#### Given exercise:
Pick out every line in the records below that contains the word "square" and copy each of those lines in full.

============

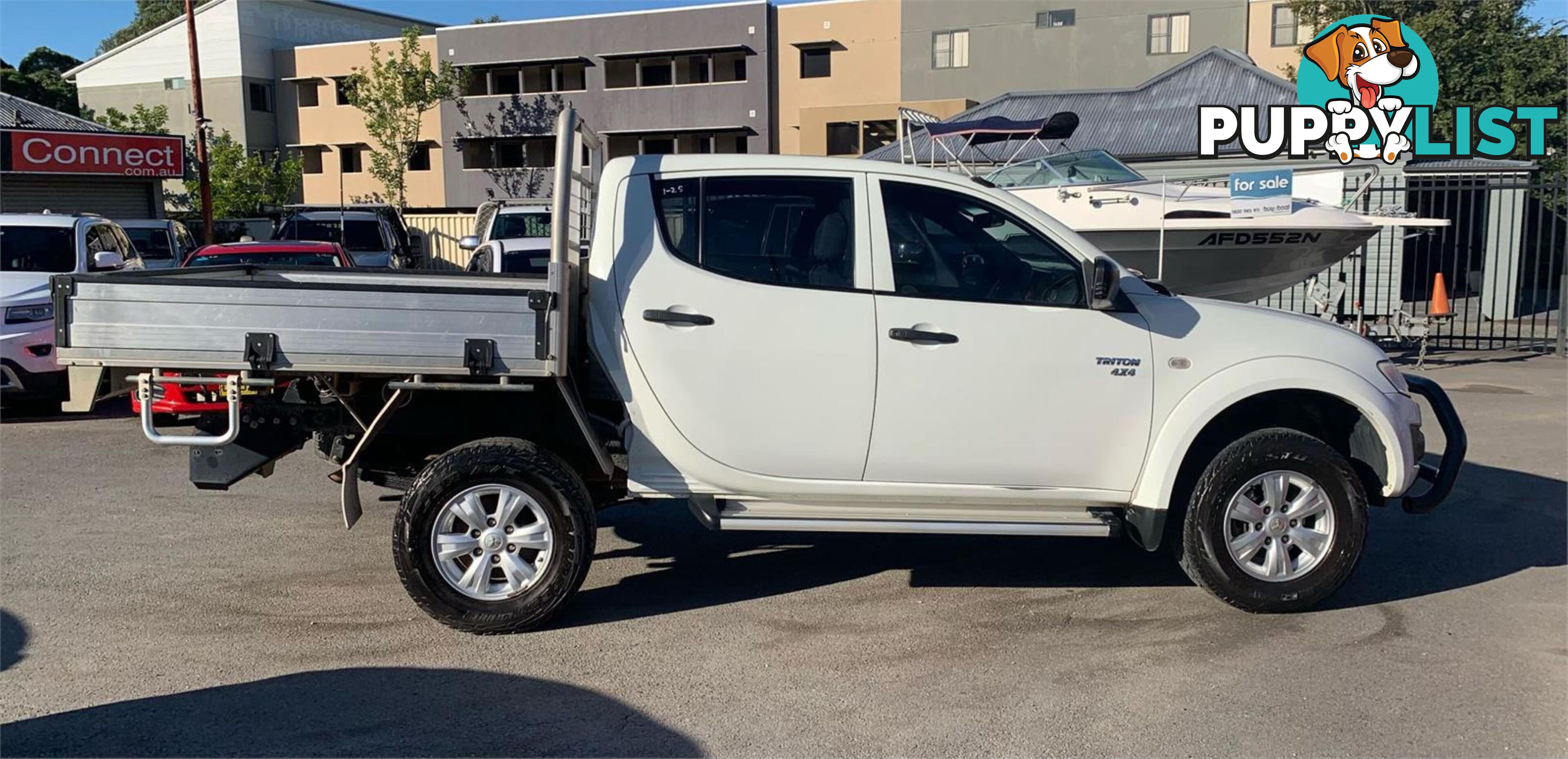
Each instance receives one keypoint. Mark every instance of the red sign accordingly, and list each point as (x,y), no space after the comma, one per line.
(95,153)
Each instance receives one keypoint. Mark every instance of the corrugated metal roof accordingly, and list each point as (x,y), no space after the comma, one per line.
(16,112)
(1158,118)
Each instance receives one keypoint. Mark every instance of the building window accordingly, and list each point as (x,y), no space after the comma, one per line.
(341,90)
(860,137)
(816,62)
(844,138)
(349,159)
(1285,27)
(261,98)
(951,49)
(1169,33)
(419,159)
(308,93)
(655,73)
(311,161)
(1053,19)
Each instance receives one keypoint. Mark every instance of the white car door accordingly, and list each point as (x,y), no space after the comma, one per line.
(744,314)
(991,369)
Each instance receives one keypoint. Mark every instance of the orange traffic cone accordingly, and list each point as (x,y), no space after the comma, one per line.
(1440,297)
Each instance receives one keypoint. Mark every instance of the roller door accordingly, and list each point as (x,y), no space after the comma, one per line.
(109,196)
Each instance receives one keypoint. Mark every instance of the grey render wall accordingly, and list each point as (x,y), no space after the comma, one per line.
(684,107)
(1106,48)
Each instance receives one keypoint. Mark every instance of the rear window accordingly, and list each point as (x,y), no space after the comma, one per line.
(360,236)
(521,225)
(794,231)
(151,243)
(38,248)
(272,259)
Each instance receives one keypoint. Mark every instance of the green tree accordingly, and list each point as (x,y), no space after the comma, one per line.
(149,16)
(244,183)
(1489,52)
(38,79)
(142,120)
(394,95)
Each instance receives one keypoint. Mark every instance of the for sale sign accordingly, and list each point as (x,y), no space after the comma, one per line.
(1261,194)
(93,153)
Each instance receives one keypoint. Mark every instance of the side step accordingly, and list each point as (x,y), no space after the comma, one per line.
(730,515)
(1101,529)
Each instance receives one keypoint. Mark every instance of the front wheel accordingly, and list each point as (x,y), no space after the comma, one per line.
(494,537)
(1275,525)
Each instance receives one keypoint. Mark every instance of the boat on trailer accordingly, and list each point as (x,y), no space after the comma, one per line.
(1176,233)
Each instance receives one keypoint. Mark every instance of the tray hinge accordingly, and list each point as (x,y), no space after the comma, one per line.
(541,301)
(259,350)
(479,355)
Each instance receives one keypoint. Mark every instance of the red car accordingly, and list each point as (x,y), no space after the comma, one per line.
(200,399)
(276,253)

============

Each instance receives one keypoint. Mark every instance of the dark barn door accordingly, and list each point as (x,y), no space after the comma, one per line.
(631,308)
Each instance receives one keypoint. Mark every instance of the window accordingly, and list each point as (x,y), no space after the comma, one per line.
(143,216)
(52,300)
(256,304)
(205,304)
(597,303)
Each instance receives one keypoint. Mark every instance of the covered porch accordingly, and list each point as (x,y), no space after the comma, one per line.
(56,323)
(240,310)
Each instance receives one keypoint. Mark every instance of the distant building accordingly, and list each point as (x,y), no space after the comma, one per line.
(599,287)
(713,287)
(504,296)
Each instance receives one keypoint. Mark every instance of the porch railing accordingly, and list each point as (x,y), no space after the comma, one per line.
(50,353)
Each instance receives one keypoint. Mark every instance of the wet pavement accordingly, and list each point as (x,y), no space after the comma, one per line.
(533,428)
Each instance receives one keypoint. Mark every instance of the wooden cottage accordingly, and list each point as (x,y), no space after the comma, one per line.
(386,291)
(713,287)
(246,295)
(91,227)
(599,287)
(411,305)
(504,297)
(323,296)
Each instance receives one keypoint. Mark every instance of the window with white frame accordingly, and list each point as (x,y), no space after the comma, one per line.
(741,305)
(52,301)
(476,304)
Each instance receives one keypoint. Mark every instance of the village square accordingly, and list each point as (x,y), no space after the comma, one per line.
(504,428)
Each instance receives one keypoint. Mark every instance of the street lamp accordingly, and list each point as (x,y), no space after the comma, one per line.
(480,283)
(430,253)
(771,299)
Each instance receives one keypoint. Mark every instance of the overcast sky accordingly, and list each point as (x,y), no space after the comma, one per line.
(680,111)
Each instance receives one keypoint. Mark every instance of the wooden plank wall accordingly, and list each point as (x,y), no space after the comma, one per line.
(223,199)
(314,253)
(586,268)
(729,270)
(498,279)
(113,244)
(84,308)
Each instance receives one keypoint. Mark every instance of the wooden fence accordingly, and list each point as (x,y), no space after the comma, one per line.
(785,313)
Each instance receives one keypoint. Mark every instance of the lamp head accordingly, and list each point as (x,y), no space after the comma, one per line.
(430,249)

============

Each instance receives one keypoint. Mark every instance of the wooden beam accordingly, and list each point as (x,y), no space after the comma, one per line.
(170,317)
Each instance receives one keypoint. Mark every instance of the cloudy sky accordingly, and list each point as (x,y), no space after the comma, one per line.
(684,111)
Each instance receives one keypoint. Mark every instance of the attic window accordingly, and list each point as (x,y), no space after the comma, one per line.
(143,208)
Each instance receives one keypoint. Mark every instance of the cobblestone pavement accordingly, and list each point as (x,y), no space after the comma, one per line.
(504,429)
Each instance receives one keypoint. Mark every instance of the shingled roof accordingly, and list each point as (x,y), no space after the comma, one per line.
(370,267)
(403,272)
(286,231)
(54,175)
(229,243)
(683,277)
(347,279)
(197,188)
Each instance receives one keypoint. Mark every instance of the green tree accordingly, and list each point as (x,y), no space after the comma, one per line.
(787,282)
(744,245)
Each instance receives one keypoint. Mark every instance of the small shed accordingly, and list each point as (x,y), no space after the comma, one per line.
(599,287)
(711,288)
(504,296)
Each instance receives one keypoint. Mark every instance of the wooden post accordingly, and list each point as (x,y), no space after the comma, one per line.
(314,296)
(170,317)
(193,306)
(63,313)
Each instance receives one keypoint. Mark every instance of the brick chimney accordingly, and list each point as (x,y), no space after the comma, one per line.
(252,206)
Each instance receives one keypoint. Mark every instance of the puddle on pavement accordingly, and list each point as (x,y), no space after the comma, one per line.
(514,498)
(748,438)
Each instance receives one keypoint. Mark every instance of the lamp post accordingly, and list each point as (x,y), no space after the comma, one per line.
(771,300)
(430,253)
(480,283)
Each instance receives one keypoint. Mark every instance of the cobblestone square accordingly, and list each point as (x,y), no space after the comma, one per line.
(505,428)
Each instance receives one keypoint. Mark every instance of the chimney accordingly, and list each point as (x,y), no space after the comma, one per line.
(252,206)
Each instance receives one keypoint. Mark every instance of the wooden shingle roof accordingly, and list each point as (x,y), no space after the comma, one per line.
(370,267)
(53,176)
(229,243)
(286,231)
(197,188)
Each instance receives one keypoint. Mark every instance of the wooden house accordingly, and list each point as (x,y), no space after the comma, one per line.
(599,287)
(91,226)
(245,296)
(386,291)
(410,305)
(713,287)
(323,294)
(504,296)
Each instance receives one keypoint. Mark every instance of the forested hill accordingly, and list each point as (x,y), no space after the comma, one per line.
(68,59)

============

#### Solution for this task:
Each instance receives one keypoint. Mark every instance of the village square accordingly, and list each point as (x,y), no space after the comma, one per line.
Each instance receives one keypoint. Mark every instance of the cobblestone square accordingly, and list each point as (x,y), no space after the comma, one per line.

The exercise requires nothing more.